The task: Which lines in the listing below contain "shelter"? Copy each of them.

Supplied material:
= = = = = = =
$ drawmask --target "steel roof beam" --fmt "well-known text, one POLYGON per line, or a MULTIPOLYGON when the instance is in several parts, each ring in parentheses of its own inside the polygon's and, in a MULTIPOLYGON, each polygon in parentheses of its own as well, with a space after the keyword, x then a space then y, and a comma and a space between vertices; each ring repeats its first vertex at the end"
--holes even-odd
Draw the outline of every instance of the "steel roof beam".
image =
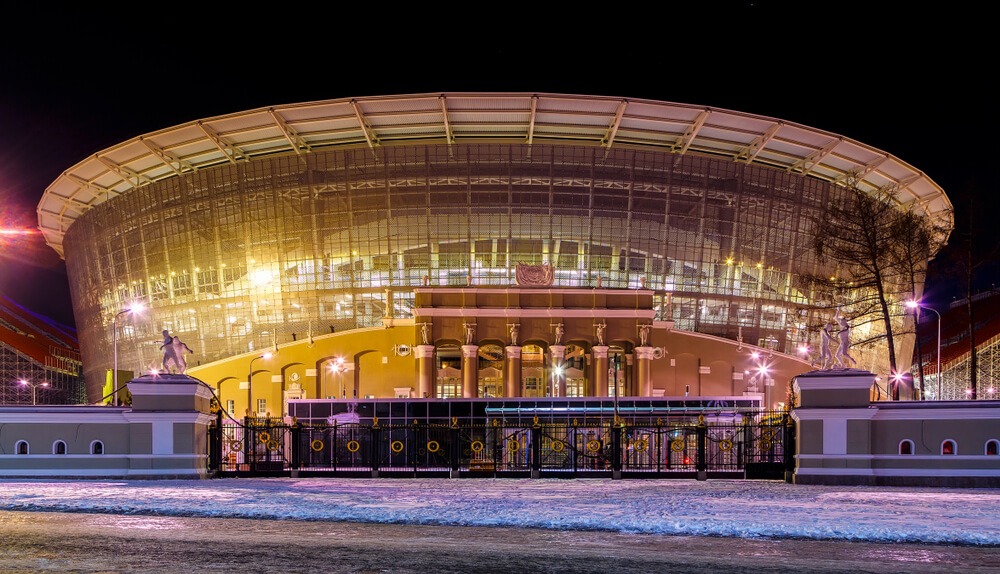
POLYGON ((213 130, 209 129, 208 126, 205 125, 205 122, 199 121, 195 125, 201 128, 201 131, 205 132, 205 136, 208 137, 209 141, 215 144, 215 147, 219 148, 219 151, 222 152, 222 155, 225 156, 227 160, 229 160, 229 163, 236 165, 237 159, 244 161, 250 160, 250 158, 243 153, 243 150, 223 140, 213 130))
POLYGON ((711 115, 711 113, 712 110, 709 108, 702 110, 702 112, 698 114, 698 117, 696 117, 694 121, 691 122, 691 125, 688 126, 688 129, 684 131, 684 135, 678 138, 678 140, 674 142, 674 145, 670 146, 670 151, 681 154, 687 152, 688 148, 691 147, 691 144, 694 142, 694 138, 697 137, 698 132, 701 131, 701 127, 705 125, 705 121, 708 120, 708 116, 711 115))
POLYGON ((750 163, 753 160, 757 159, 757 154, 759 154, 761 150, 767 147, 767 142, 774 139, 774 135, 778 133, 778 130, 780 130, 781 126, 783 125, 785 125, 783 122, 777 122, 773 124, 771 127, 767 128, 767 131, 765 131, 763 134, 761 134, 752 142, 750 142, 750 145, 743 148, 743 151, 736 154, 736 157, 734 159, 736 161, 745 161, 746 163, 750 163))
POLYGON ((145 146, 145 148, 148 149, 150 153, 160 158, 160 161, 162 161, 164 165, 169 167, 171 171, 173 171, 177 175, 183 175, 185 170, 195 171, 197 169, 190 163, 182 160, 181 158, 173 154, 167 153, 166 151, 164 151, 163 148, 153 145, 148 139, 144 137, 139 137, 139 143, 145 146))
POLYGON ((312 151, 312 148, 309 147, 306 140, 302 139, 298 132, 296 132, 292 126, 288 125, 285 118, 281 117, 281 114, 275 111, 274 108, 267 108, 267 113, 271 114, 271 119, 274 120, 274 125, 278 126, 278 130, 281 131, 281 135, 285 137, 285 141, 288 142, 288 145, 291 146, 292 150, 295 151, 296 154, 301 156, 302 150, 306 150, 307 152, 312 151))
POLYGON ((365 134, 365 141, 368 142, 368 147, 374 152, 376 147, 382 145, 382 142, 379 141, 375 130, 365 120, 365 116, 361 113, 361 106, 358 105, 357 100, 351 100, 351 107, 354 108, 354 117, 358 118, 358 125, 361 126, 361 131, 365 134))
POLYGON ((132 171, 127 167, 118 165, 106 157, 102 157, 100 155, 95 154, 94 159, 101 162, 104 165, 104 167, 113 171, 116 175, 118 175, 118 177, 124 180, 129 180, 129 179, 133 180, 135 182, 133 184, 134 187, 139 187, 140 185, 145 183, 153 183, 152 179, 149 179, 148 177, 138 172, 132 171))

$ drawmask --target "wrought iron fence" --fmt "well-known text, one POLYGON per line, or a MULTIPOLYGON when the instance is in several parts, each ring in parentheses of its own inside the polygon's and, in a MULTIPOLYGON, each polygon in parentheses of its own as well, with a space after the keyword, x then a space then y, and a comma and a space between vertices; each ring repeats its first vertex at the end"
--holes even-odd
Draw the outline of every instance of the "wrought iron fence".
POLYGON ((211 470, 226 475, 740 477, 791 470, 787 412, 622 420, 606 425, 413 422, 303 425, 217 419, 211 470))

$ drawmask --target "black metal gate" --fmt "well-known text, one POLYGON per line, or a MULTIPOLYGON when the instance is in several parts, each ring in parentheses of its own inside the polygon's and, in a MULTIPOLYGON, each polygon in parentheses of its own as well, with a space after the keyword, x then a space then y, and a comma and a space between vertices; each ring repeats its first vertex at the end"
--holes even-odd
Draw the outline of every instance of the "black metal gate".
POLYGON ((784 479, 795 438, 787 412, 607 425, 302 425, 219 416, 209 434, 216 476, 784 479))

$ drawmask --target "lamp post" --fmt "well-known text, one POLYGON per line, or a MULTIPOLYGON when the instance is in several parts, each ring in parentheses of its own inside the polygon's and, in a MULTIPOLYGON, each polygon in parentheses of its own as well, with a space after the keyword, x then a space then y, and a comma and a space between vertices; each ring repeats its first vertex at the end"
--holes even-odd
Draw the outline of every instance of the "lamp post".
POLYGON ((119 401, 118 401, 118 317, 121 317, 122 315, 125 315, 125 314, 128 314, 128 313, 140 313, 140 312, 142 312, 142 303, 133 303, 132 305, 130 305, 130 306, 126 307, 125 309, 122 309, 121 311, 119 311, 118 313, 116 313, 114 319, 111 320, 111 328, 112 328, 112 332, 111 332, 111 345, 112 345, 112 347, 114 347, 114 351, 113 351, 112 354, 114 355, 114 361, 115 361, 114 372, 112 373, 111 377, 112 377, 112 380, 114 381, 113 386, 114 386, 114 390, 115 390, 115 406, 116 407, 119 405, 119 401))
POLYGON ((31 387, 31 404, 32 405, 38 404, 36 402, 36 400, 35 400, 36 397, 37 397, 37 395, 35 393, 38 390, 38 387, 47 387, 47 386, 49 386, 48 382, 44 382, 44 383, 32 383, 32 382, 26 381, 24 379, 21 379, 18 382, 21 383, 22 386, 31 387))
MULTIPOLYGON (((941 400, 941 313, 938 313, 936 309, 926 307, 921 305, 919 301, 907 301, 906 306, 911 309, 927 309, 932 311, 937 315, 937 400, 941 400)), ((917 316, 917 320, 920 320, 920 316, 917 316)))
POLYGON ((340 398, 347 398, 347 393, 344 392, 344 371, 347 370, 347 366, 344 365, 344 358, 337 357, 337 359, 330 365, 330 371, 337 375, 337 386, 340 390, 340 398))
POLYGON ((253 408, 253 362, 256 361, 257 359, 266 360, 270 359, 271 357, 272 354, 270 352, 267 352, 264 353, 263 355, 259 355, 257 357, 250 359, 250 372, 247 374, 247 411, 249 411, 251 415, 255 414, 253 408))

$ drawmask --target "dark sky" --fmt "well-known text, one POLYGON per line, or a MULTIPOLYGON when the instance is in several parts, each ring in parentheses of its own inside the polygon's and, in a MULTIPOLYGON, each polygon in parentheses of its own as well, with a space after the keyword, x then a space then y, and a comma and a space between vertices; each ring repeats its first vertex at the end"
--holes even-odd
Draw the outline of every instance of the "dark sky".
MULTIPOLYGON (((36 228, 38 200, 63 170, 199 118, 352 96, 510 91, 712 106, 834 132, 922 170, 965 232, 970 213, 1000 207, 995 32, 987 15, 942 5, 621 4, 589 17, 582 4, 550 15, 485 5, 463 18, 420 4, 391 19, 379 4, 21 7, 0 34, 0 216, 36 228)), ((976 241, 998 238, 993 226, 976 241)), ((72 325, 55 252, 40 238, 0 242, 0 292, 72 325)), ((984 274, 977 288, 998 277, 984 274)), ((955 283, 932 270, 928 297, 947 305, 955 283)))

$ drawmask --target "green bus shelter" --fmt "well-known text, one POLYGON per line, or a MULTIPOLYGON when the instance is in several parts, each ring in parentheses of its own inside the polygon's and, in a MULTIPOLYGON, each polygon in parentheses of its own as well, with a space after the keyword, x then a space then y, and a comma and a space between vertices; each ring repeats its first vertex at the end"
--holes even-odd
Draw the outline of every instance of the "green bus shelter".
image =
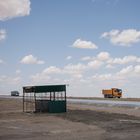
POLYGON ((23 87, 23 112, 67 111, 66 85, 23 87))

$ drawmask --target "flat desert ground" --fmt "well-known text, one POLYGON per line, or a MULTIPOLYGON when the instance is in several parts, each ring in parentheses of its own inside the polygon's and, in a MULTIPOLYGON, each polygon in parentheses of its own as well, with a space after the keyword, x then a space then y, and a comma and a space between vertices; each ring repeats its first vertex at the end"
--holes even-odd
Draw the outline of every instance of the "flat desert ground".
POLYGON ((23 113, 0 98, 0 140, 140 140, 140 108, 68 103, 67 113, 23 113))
= = = = = = =
Reply to the exercise:
$ drawmask --target "green bus shelter" --fmt "well-known text, one POLYGON per line, or a MULTIPOLYGON when the instance is in several parts, each ring in parentheses of its own inside the polygon's and, in a MULTIPOLYGON, each polygon in parentheses of its own as well, with a space after the keyword, x then a space then y, and a comma and a space between vertices; each ring repeats its first vertex at the end"
Draw the outline of every instance of the "green bus shelter".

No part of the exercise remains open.